Passage to read:
-- Opening Marker --

Celonis Labs is out with a handful of topics and concepts for the Celonis Execution Management System in the future.
The unit was formed in September 2021 to examine technologies with at least a 10-year time frame. With its first Celonis Labs Journal, a biannual publication, Eugenio Cassiano, Senior Vice President of Celonis Labs, said his group of innovators and technology researchers has big plans ahead.
"We believe that being a generational company, which we believe we are, it's important as well to be a category leader, but also anticipating trends, anticipating what's next, what's new for the community and for all the market," said Cassiano.
Here's a crib sheet of the key themes in the Celonis Labs Journal. You can download the PDF for a deeper dive.
Collaboration networks will extend process, execution excellence.
Today, Celonis' Execution Management System is largely based on process excellence and automation within a company by tapping into a series of systems of record. But there’s a lot more to be done between companies with collaborative execution. Celonis Labs is working on leveraging EMS for interconnections between companies, said Eugenio Cassiano, Senior Vice President of Celonis Labs. In the future, companies can join a business network in EMS that'll connect internal systems as well as a process view of all involved parties and systems. "The next big thing of Celonis becoming that performance company will be to create network externalities," said Cassiano.
Maximilian Schrupp, Senior Technology Researcher, Celonis Labs, elaborated:
We had the question before of integrating new kinds of software into Celonis and I think it's not just software that's out there. It's really about digitizing everything that's relevant to a process, whatever that means. Those are new types of data sources, but also new types of actions that you can actually build on top of processes that can be network related or whatever.
Zero Trust will encourage collaboration.
Zero Trust security is a key area for Celonis Labs research largely because it can improve collaboration across industries even among companies that are rivals. Cassiano said transparency into systems will be critical, but shared execution will require a different security model. Companies should be able to share only the information that adds value to the ecosystem. For instance, a company can be transparent that it has a relationship with a partner, but not reveal the value in a deal.
He added:
Companies may not want to share data because that data might be used against them. Imagine if the same network had two competitors. You can be transparent by leveraging a concept like zero trust sharing. Zero Trust sharing will be important in the context of collaboration, which creates value. You create an advantage for the companies that are part of the network. They will get value out of it. It's not only value on their own process, but it's value across the value chain.
Real world data and context will be a game changer.
While Execution Management can make a big difference with data from Oracle, SAP and Salesforce systems (e.g. system of record data sources), there is a lot more unstructured data that can improve end-to-end processes. Cassiano said it will be key to capture the data from non-classical process mining events such as tracking cargo ships and containers. "Process events will also be real-world events that you can observe. It can be a machine, it can be a human via computer vision, and it should be available in the context of the EMS," he said.

-- Closing Marker --

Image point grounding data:
-- Opening Marker --

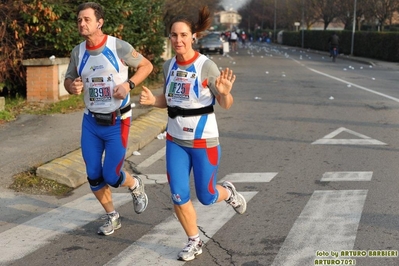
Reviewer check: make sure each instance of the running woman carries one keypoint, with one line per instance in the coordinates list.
(193, 83)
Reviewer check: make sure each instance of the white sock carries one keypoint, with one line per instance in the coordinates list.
(195, 238)
(112, 213)
(136, 183)
(228, 193)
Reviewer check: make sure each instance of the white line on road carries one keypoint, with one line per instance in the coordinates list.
(161, 245)
(249, 177)
(363, 139)
(25, 238)
(350, 83)
(346, 176)
(355, 85)
(328, 222)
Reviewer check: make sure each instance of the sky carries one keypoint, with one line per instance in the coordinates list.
(235, 4)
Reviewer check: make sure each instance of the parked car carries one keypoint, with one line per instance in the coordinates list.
(210, 43)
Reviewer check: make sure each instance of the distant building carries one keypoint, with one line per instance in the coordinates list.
(229, 19)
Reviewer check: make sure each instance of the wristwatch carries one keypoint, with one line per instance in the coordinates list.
(131, 84)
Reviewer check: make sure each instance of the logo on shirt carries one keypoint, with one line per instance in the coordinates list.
(182, 74)
(187, 129)
(94, 68)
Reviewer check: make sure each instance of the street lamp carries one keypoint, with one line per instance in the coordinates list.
(353, 28)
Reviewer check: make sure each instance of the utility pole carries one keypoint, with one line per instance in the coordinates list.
(353, 28)
(303, 23)
(275, 19)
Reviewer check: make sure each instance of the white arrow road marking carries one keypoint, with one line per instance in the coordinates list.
(153, 158)
(161, 245)
(25, 238)
(346, 176)
(364, 140)
(328, 222)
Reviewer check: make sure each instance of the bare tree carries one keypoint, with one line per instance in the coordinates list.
(189, 8)
(382, 10)
(325, 10)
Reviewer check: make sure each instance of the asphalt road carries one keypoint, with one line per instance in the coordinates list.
(313, 146)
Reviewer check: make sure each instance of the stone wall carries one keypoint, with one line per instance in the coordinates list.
(45, 79)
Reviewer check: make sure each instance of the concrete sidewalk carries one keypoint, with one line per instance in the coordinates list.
(70, 168)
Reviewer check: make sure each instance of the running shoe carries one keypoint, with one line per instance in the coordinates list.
(236, 200)
(113, 223)
(191, 250)
(140, 199)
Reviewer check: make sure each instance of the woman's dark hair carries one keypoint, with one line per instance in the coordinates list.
(98, 10)
(203, 23)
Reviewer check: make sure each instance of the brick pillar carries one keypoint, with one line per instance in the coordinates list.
(44, 81)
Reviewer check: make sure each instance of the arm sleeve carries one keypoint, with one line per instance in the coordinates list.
(165, 73)
(209, 74)
(72, 71)
(128, 54)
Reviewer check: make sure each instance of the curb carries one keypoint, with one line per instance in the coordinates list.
(70, 169)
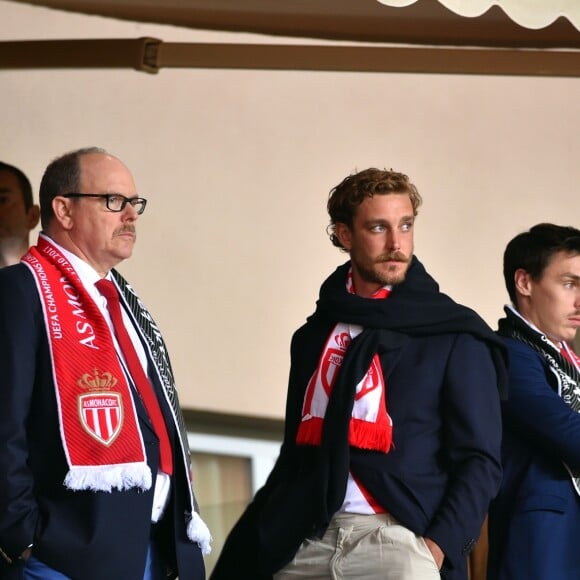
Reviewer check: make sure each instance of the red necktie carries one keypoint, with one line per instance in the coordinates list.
(109, 291)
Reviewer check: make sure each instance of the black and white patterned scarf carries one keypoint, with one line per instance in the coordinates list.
(566, 373)
(197, 530)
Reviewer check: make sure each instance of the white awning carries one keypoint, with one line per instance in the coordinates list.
(529, 13)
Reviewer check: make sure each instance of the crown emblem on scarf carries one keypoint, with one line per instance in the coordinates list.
(342, 340)
(97, 381)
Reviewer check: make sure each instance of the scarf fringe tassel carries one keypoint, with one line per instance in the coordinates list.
(109, 477)
(197, 531)
(362, 434)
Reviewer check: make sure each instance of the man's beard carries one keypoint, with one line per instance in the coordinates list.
(370, 273)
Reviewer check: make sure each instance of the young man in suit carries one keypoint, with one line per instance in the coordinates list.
(96, 479)
(392, 434)
(535, 521)
(18, 214)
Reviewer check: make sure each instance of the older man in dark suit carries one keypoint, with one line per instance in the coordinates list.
(96, 479)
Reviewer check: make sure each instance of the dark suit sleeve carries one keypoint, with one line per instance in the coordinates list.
(20, 329)
(542, 417)
(472, 438)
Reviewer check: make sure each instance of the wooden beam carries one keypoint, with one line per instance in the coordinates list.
(151, 55)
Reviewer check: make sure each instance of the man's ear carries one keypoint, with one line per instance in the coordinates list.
(523, 282)
(344, 235)
(62, 208)
(32, 217)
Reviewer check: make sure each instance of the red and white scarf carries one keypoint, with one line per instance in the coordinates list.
(98, 421)
(370, 425)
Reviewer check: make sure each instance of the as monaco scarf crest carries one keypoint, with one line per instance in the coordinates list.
(370, 425)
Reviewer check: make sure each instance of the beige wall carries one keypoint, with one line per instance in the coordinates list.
(237, 166)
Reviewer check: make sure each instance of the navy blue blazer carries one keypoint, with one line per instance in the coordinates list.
(534, 523)
(83, 534)
(438, 479)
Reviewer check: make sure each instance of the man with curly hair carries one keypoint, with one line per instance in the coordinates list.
(391, 449)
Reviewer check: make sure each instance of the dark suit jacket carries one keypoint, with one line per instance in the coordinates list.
(534, 524)
(83, 534)
(437, 480)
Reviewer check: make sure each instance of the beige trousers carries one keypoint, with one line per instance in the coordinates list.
(363, 547)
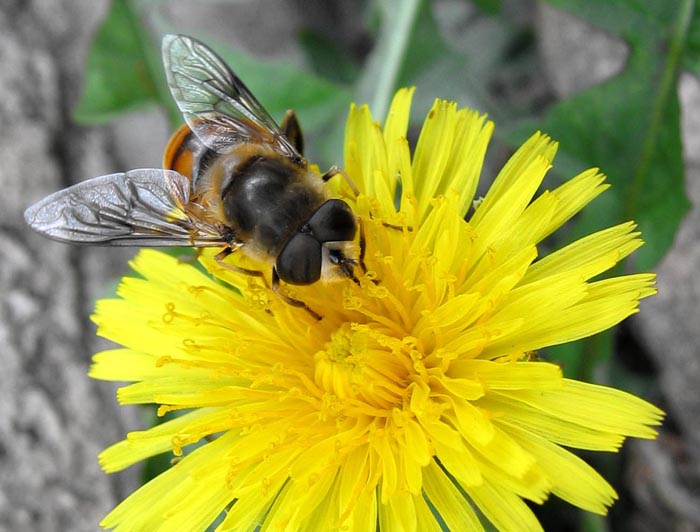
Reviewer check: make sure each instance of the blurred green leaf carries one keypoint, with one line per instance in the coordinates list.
(490, 7)
(321, 105)
(629, 126)
(692, 52)
(118, 76)
(327, 59)
(380, 75)
(410, 51)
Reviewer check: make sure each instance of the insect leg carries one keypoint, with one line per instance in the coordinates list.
(335, 170)
(219, 258)
(363, 245)
(289, 300)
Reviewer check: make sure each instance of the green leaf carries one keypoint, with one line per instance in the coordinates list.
(410, 51)
(118, 76)
(490, 7)
(629, 126)
(691, 59)
(321, 105)
(379, 79)
(327, 59)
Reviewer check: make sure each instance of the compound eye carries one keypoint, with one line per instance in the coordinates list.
(300, 260)
(334, 221)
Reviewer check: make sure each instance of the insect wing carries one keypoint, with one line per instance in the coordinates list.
(141, 207)
(215, 103)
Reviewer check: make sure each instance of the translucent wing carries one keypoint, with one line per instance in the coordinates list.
(147, 207)
(215, 103)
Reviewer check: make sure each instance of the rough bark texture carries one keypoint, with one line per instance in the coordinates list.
(53, 419)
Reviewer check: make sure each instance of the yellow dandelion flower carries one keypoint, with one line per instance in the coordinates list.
(415, 400)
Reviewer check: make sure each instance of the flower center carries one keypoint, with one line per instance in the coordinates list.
(356, 366)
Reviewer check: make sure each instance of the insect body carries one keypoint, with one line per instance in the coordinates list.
(232, 178)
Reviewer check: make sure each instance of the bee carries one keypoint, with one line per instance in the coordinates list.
(232, 178)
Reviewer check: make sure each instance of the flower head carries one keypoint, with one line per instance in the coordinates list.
(417, 395)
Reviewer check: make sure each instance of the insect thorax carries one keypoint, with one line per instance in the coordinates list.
(268, 200)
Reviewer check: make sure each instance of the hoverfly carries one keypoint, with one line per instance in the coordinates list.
(231, 178)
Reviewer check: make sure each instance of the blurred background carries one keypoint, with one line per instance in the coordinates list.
(82, 94)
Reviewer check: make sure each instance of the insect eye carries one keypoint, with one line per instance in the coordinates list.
(300, 260)
(333, 221)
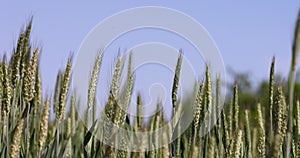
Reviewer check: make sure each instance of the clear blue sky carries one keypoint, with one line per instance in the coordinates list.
(247, 34)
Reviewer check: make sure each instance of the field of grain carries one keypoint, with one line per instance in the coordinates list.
(272, 129)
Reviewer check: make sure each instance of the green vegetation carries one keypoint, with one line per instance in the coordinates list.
(270, 128)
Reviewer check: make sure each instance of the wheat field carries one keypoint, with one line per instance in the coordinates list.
(271, 130)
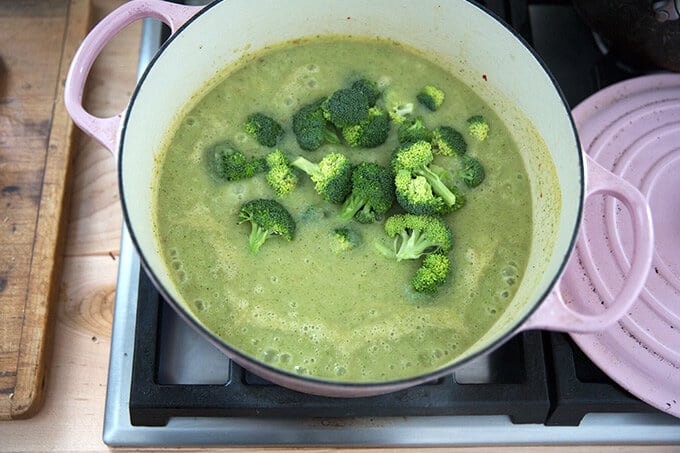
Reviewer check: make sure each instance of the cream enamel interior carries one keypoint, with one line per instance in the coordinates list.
(459, 35)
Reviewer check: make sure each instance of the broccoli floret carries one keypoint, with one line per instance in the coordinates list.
(311, 128)
(280, 176)
(413, 130)
(472, 172)
(227, 163)
(345, 239)
(369, 89)
(268, 218)
(369, 133)
(415, 236)
(478, 127)
(416, 158)
(448, 142)
(264, 129)
(372, 193)
(431, 97)
(346, 107)
(332, 176)
(414, 194)
(433, 273)
(397, 107)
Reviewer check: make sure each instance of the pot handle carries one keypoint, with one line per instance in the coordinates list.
(555, 313)
(105, 130)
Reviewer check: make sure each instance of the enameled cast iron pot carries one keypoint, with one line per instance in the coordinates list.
(459, 34)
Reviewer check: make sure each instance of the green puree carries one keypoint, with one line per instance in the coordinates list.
(298, 305)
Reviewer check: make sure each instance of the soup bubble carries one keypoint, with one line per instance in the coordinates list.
(270, 355)
(240, 137)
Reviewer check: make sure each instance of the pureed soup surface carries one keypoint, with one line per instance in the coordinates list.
(300, 306)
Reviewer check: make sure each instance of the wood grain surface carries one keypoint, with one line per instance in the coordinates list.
(71, 418)
(37, 39)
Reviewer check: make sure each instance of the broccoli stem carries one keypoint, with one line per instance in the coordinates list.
(413, 245)
(350, 207)
(258, 236)
(308, 167)
(438, 186)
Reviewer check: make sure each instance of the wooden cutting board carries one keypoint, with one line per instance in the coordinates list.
(37, 41)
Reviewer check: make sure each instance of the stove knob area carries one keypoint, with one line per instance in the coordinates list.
(666, 10)
(642, 35)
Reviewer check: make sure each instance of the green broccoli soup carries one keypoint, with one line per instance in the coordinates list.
(389, 271)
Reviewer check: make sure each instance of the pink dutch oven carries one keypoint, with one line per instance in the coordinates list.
(204, 40)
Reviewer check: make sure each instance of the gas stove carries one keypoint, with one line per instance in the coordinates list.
(168, 386)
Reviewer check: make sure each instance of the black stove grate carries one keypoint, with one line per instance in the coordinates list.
(536, 377)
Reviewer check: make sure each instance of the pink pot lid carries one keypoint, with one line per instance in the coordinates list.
(633, 130)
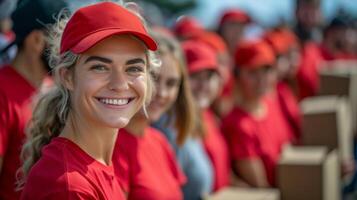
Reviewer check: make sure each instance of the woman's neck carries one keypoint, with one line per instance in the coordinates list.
(138, 124)
(95, 140)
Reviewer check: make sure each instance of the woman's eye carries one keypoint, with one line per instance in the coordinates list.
(135, 69)
(99, 68)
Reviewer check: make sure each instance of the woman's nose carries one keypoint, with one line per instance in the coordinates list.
(118, 81)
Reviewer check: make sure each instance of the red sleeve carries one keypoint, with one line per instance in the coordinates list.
(4, 124)
(176, 169)
(122, 165)
(241, 138)
(308, 72)
(70, 195)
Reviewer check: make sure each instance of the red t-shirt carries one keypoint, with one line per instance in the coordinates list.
(16, 96)
(217, 150)
(307, 76)
(65, 171)
(290, 108)
(252, 138)
(146, 166)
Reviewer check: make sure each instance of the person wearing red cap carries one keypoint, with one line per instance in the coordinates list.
(204, 79)
(172, 110)
(285, 47)
(255, 129)
(224, 102)
(20, 81)
(102, 74)
(145, 164)
(186, 26)
(231, 27)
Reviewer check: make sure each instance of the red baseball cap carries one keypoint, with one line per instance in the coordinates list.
(212, 39)
(199, 56)
(235, 15)
(281, 40)
(91, 24)
(254, 54)
(186, 26)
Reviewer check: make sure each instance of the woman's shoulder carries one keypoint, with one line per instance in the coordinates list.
(57, 173)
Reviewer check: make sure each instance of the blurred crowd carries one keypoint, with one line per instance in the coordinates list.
(227, 103)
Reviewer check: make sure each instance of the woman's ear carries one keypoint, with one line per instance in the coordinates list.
(66, 77)
(35, 42)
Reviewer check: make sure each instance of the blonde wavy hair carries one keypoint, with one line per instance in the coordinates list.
(52, 109)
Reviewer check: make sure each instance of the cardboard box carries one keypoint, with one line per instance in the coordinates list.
(327, 122)
(234, 193)
(341, 81)
(309, 173)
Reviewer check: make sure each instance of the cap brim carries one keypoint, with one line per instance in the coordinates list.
(94, 38)
(200, 66)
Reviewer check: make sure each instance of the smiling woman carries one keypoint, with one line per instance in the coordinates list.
(102, 79)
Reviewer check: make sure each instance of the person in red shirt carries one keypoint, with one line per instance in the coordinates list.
(20, 81)
(255, 129)
(232, 26)
(144, 162)
(224, 102)
(284, 44)
(204, 80)
(102, 73)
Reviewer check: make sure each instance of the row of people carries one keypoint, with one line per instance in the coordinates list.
(116, 124)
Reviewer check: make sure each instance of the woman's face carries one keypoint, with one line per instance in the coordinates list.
(205, 86)
(109, 82)
(254, 83)
(168, 81)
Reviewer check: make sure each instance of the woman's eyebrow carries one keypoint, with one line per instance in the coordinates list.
(98, 58)
(135, 61)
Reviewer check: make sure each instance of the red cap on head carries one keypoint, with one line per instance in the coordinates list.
(199, 56)
(91, 24)
(212, 39)
(281, 40)
(235, 15)
(185, 26)
(254, 54)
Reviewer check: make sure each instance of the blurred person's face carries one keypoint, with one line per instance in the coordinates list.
(224, 65)
(336, 40)
(288, 63)
(168, 81)
(5, 25)
(108, 83)
(309, 15)
(205, 86)
(232, 33)
(255, 83)
(351, 40)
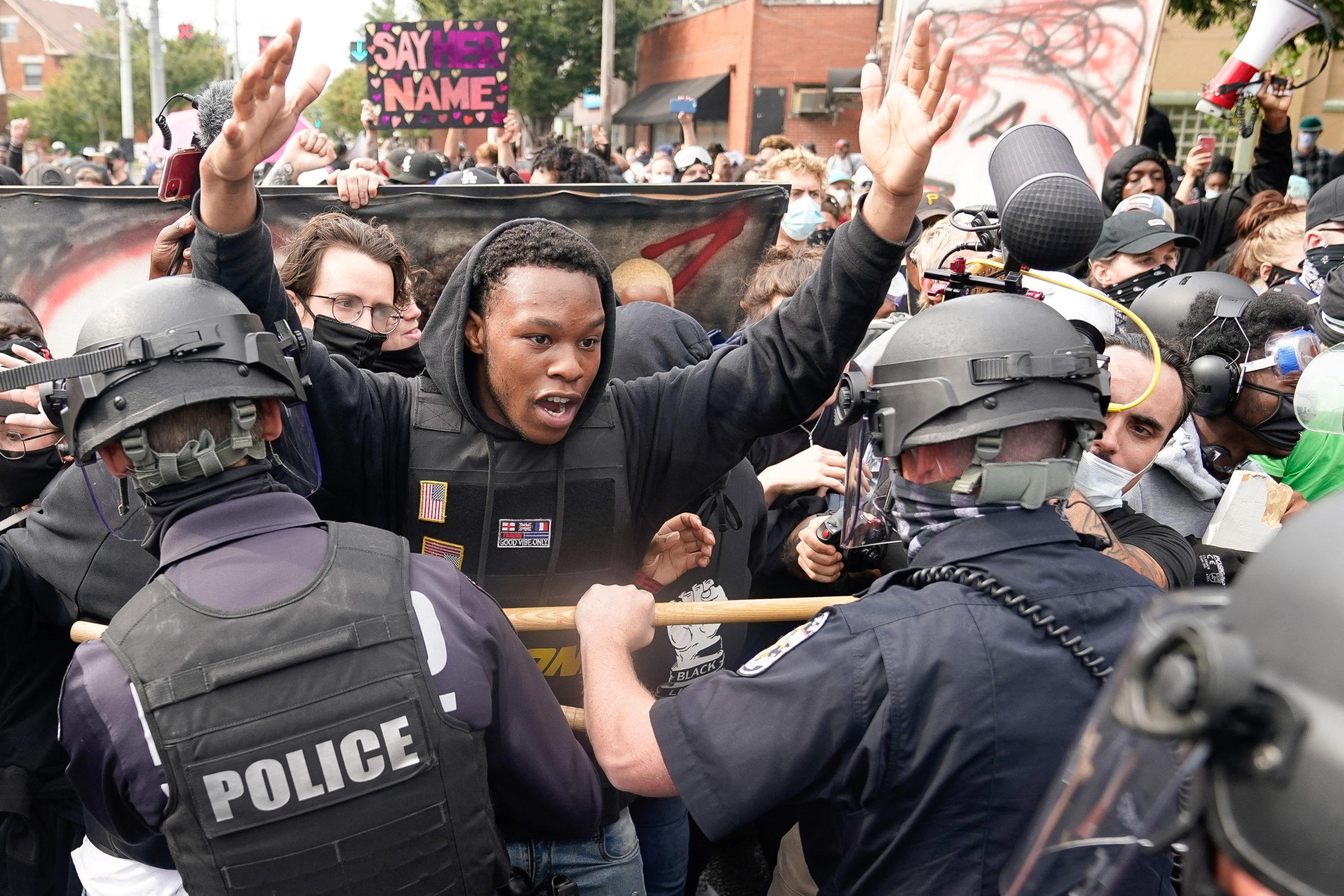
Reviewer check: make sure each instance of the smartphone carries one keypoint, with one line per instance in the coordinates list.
(182, 175)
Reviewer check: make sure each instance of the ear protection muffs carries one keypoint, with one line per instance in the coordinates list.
(1218, 379)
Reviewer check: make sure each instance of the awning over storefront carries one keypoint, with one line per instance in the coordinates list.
(649, 107)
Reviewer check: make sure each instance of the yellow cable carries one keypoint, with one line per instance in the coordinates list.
(1088, 291)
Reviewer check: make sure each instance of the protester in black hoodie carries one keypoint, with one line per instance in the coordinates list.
(505, 431)
(652, 339)
(1213, 220)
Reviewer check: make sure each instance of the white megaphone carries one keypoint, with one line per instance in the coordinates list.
(1275, 23)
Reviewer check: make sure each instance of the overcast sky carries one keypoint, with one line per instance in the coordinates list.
(328, 25)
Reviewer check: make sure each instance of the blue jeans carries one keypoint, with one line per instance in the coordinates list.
(664, 830)
(608, 864)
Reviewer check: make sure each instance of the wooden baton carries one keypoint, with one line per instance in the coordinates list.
(664, 614)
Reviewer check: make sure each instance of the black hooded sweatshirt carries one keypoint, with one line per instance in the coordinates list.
(683, 429)
(652, 339)
(1213, 220)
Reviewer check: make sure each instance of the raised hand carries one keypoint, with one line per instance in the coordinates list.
(897, 132)
(683, 543)
(264, 113)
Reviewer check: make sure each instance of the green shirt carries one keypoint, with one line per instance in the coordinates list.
(1315, 468)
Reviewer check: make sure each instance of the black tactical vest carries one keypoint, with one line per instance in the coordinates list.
(304, 747)
(531, 524)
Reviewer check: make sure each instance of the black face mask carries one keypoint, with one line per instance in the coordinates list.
(1128, 289)
(22, 480)
(1283, 429)
(359, 345)
(405, 362)
(1319, 265)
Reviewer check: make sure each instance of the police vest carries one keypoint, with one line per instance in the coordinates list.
(304, 751)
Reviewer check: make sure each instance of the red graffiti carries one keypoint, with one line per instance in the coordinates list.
(725, 229)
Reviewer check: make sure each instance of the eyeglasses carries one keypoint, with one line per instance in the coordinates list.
(15, 445)
(349, 309)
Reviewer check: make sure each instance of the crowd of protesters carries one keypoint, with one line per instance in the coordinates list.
(702, 465)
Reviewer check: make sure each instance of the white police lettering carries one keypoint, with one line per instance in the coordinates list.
(353, 749)
(272, 784)
(222, 787)
(772, 655)
(267, 785)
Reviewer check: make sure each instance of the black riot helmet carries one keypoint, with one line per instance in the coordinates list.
(1223, 723)
(1164, 305)
(163, 345)
(978, 366)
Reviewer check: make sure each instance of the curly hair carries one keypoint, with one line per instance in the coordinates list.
(783, 272)
(1266, 315)
(797, 162)
(1272, 231)
(331, 230)
(572, 166)
(542, 244)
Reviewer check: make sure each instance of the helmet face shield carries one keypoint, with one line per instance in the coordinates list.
(1319, 399)
(867, 492)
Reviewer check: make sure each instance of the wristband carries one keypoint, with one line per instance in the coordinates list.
(646, 583)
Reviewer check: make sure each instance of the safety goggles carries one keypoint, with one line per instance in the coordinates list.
(1288, 354)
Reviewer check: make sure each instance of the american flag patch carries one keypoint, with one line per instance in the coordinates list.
(445, 550)
(433, 501)
(524, 534)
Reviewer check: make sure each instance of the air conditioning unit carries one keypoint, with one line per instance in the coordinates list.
(810, 101)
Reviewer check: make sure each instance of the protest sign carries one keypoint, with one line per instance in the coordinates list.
(69, 249)
(438, 75)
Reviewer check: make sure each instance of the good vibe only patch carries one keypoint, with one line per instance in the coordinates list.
(524, 534)
(772, 655)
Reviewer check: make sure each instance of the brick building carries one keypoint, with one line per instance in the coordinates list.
(35, 39)
(757, 68)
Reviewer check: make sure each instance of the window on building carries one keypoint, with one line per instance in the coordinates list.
(1189, 124)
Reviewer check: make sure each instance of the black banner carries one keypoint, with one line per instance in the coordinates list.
(66, 249)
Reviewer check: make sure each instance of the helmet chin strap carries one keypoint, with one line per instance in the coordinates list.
(1026, 483)
(198, 458)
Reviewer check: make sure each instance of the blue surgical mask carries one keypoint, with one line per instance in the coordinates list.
(803, 218)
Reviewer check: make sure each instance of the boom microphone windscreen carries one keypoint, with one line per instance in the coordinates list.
(1049, 212)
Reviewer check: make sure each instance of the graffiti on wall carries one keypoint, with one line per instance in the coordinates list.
(1079, 65)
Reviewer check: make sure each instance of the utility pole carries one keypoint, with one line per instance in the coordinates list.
(158, 94)
(128, 113)
(608, 65)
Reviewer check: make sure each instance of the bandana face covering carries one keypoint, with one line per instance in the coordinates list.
(359, 345)
(924, 511)
(1319, 265)
(1128, 289)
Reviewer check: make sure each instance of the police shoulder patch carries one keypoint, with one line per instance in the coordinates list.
(768, 657)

-- Closing Marker --

Your assignment: From the Celonis Labs article, return the part that opens with the words containing "Here's a crib" and closes with "process, execution excellence.". These rows have nothing to do with the Celonis Labs article.

Answer below:
Here's a crib sheet of the key themes in the Celonis Labs Journal. You can download the PDF for a deeper dive.
Collaboration networks will extend process, execution excellence.